Nancy Fraser señala que eventos como el Brexitt (2016) y la primera elección de Donald Trump (2017) reflejan el colapso del neoliberalismo. Para Fraser, la victoria de Trump no es sólo un rechazo al neoliberalismo, sino al “neoliberalismo progresista”, que ha unido a movimientos sociales y corporaciones, enmascarando políticas depredadoras bajo discursos de diversidad. Este modelo descuidó las demandas de la clase trabajadora, perpetuando las desigualdades económicas y promoviendo únicamente el reconocimiento cultural. Así, la extrema derecha consolidó su poder explotando las inseguridades sociales, combinando narrativas conspirativas y resentimiento colectivo.
Este mecanismo, ahora adaptado al liberalismo, es explotado por movimientos de extrema derecha. Un estudio de Engler y Weisstanner (2020) analizó cómo, entre 1980 y 2016, la desigualdad de ingresos y la disminución del estatus subjetivo impulsaron el apoyo a la derecha radical en 20 democracias occidentales, especialmente entre los hombres blancos sin educación superior que estaban resentidos por la pérdida de oportunidades socioeconómicas y estatus cultural (ídem).
No es de extrañar que hoy hablemos de guerras culturales, que en esencia se centraban en la lucha contra los inmigrantes y ahora se manifiestan como una guerra de identidades en la industria cultural. Entre otros aspectos, se trata de adultos que buscan preservar su memoria afectiva de dibujos animados, juegos y cómics de las “invasiones bárbaras” o de la tan cacareada cultura progresista.
En el fondo, lo que existe son conflictos de carácter ideológico, que se manifiestan en enfrentamientos internos entre las clases dominadas, que toman la forma de xenofobia, racismo, homofobia e intolerancia religiosa. La instrumentalización de la inseguridad social con fines políticos, observada ya en los años 1920 y 1930, resurge en este contexto. La frase de Hermann Goering en Núremberg ilustra esta dinámica: “Siempre se puede hacer que la gente obedezca a sus líderes […] basta decir que están siendo atacados y denunciar a los pacifistas por falta de patriotismo […]. “Esto funciona de la misma manera en cualquier país” (Apud Gilbert, 1947, p. 256).
Este revisionismo de los conflictos sociales y geopolíticos, ahora desde una perspectiva cultural, ya era evidente en la década de 1990, con interpretaciones como las de Samuel Huntington en El choque de civilizaciones (1997), quienes redefinieron los conflictos globales como choques culturales más que luchas de clases. Sin una centralidad clara, como la explotación del trabajo, la producción de plusvalía y la consecuente alienación de los resultados de la producción —incluido el conocimiento científico y socialmente producido—, este marco desplazó el análisis de los conflictos hacia una supuesta disputa entre valores y identidades.

INSTRUCCIONES DE TRABAJO
1) Según el texto sobre la extrema derecha, ¿en cuántas democracias occidentales analizaron Engler y Weisstanner el apoyo a la derecha radical?
2) Prosigue el texto sobre la extrema derecha desde su última oración.

BLOQUE DE DATOS
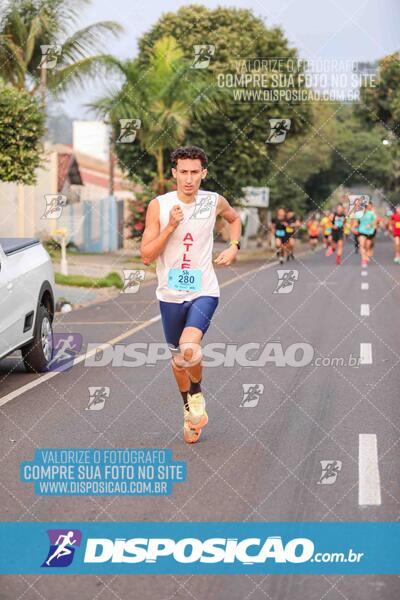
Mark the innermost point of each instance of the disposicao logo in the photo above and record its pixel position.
(191, 550)
(62, 547)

RESULTADOS FINALES
1) En 20 democracias occidentales.

2)
En estos términos, diferentes formas de opresión pasaron a ser vistas como equivalentes, y el capitalismo quedó reducido a sólo uno entre varios sistemas de dominación (Collins y Bilge, 2016, p. 46). El resultado es la dilución de la perspectiva materialista y la pérdida de una explicación objetiva de las desigualdades estructurales.
En la segunda mitad del siglo XX, la división entre la razón instrumental y la modernidad cultural se profundizó (Habermas, 1984). Según Libâneo (2016), este movimiento desfiguró las funciones educativas. En el siglo XXI, las políticas educativas dictadas por organismos como el Banco Mundial intensificaron la crisis. Desde la década de 2000, las escuelas han cambiado el conocimiento humanístico por métricas utilitaristas, distanciando la ciencia de su potencial transformador y de las necesidades concretas de la clase trabajadora. En Brasil, la desinversión en ciencia, la gestión corporativa de la Capes y la dependencia de las redes sociales como medio de comunicación científica han ampliado la brecha entre el conocimiento y las clases populares, deslegitimando la educación como herramienta de emancipación.
La noción de alfabetización digital es relevante, pero insuficiente para enfrentar la crisis actual. Como advierte el historiador inglés EP Thompson: “a medida que el mundo cambia, debemos aprender a modificar nuestro lenguaje y nuestros términos, pero nunca sin razón” (Thompson, 1981, p. 34). El problema no está en promover nuevos conceptos, sino en recuperar conocimientos que trasciendan la inmediatez técnica y se adentren en la profundidad de la experiencia humana. Se necesita una educación popular que revise la filosofía (más allá del canon occidental) y rescate la literatura que ilumine la condición humana.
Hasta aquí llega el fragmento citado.